**Given instruction**
Report every line of the records below that contains the string "tree", copying each such line in full.

## START Dataset extract

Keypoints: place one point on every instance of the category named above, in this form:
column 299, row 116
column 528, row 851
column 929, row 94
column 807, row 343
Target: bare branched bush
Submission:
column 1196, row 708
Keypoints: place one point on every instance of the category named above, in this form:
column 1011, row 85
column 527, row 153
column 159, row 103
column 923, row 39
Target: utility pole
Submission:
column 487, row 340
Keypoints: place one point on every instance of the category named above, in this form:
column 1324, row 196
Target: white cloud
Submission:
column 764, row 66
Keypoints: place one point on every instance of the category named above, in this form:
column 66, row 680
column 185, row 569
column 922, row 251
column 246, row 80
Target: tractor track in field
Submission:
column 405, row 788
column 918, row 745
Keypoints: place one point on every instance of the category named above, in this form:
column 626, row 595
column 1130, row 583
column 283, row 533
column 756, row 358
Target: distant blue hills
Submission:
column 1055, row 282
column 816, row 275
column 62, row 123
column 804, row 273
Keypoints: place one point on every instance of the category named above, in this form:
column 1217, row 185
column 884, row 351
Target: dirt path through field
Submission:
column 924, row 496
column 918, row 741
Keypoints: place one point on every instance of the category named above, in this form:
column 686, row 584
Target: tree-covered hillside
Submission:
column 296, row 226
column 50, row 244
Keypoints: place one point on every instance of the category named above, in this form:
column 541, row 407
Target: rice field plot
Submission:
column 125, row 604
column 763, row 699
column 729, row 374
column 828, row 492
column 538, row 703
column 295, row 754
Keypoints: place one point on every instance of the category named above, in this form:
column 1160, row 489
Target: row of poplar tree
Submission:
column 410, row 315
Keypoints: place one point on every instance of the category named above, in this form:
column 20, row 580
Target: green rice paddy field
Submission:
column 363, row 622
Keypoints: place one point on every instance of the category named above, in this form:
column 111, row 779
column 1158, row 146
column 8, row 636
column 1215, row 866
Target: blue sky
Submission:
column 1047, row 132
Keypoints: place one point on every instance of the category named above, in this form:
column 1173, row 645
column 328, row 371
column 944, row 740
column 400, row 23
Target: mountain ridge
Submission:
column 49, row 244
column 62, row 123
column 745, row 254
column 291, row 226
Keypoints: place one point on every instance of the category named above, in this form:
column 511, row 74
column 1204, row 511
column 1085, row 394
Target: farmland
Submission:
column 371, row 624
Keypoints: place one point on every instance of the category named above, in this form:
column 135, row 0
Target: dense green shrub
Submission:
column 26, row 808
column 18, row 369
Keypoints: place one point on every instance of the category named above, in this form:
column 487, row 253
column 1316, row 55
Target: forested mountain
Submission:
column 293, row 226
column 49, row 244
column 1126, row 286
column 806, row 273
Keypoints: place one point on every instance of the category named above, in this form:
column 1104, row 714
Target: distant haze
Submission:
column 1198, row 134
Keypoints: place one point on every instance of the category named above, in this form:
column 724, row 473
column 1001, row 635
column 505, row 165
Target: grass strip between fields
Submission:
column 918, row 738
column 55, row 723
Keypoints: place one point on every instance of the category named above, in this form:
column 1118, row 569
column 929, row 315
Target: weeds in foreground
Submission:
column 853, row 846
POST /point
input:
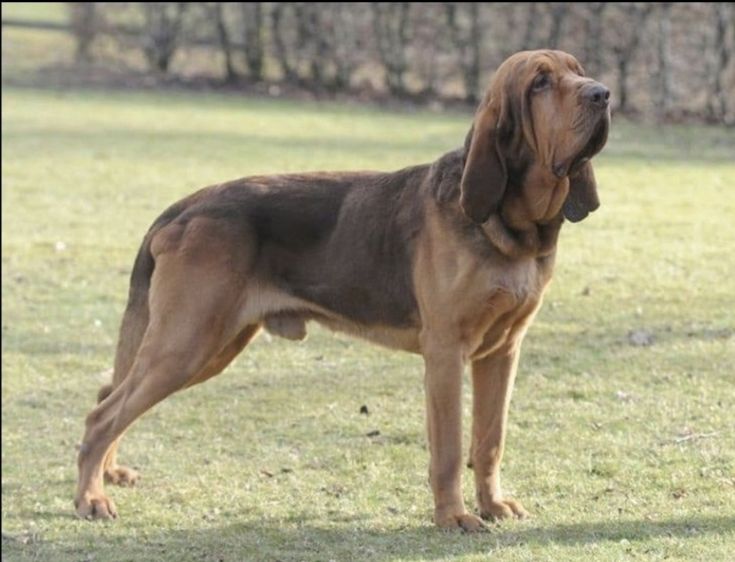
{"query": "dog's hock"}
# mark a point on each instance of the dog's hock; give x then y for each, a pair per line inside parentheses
(289, 326)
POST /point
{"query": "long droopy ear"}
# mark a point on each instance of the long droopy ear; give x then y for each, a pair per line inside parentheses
(484, 177)
(582, 198)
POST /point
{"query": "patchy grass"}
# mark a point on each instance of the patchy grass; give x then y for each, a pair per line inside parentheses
(620, 451)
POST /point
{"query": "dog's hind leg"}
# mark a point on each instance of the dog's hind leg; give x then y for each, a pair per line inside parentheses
(132, 329)
(192, 320)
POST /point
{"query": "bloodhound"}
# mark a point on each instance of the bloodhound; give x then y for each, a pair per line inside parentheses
(448, 259)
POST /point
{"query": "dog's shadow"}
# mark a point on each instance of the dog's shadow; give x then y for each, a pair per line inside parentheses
(353, 539)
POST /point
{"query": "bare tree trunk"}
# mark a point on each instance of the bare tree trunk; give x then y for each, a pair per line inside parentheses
(83, 17)
(162, 27)
(252, 25)
(529, 41)
(558, 13)
(467, 46)
(626, 45)
(390, 25)
(717, 103)
(279, 42)
(662, 95)
(593, 36)
(216, 11)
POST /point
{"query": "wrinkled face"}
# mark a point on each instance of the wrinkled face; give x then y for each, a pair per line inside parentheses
(540, 123)
(567, 116)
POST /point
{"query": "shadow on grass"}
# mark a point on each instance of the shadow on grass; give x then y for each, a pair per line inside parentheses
(351, 539)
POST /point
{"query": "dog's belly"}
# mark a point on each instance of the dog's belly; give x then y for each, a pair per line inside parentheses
(286, 316)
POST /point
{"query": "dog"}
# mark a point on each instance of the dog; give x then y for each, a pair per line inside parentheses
(448, 259)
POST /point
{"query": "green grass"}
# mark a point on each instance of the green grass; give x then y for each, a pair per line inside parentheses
(55, 12)
(271, 461)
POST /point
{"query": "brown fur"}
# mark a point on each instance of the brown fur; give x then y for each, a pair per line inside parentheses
(449, 260)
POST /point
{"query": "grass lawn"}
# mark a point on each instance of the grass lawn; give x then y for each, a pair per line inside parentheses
(620, 451)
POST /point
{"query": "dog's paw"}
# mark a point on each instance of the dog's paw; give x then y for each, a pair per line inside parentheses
(502, 509)
(95, 506)
(466, 522)
(121, 476)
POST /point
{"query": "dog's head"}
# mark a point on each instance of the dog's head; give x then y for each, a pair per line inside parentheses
(540, 111)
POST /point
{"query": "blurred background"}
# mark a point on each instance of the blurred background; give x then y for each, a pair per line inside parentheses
(664, 61)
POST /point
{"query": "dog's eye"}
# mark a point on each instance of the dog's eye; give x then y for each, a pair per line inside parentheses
(541, 82)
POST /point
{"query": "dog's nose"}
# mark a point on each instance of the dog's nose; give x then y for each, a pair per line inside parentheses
(597, 95)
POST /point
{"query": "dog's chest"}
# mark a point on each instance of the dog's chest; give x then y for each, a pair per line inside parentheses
(509, 298)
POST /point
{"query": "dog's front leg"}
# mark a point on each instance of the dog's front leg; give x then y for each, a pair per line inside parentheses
(443, 385)
(492, 381)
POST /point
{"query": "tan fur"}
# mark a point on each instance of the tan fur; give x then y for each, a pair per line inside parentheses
(461, 255)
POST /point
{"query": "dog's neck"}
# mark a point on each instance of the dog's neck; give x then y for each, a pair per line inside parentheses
(529, 219)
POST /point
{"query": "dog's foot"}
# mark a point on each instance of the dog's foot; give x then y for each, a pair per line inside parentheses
(121, 476)
(466, 522)
(95, 506)
(503, 509)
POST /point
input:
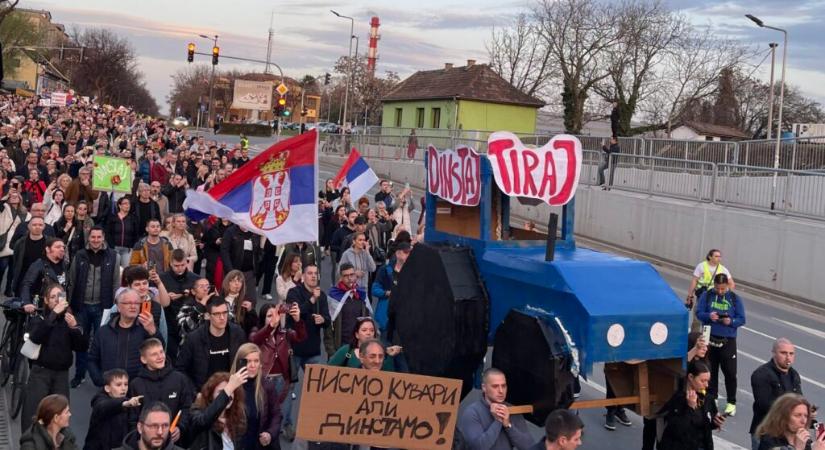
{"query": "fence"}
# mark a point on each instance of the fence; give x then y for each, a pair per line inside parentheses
(698, 171)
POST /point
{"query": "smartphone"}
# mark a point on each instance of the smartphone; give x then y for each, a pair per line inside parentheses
(706, 333)
(146, 307)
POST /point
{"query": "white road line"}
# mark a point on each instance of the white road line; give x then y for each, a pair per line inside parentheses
(817, 333)
(820, 355)
(762, 361)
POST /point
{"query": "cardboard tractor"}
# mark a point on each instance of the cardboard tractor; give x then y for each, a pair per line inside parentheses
(550, 310)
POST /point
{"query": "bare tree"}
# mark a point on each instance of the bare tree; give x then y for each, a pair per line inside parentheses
(521, 56)
(577, 33)
(689, 74)
(646, 32)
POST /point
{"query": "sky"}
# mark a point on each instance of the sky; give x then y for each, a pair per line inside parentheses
(415, 35)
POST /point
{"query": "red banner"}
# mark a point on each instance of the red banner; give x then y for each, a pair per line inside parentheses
(454, 175)
(549, 173)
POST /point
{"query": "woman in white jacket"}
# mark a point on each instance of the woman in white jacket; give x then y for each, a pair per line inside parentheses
(12, 213)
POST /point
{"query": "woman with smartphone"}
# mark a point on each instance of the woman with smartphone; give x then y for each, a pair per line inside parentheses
(261, 403)
(788, 426)
(58, 335)
(689, 416)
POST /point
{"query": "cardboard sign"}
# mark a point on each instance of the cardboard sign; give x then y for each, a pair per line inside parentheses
(58, 99)
(549, 173)
(384, 409)
(111, 174)
(454, 175)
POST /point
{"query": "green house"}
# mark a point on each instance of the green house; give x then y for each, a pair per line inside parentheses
(472, 97)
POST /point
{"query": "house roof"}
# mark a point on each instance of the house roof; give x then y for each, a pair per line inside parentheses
(473, 82)
(710, 129)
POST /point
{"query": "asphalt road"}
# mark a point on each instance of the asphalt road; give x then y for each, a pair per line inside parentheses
(767, 319)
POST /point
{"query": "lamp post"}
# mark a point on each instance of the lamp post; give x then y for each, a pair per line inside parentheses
(773, 46)
(354, 63)
(761, 24)
(211, 81)
(349, 64)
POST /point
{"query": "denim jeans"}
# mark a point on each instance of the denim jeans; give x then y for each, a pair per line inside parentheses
(89, 321)
(294, 387)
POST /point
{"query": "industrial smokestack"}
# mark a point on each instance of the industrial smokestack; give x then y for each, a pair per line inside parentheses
(372, 54)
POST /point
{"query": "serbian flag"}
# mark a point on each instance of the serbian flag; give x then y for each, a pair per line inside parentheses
(273, 194)
(357, 175)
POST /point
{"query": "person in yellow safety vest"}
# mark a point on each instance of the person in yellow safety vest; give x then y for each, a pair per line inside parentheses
(703, 280)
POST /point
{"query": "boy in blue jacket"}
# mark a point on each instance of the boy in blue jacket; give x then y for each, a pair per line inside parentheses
(725, 313)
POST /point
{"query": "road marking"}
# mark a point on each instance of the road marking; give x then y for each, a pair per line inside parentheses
(812, 331)
(774, 338)
(762, 361)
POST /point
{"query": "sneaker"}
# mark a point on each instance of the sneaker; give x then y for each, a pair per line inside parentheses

## END Dataset extract

**Reply to the task**
Target: tree-covered hillside
Target: row of poplar tree
{"query": "bare tree trunk"}
# mark a point on each instance of the bare tree trunk; give x then y for each, a pair per line inside parentheses
{"query": "bare tree"}
# mark a point on each instance of the bare tree; give x then y for each, a pair per line inside parentheses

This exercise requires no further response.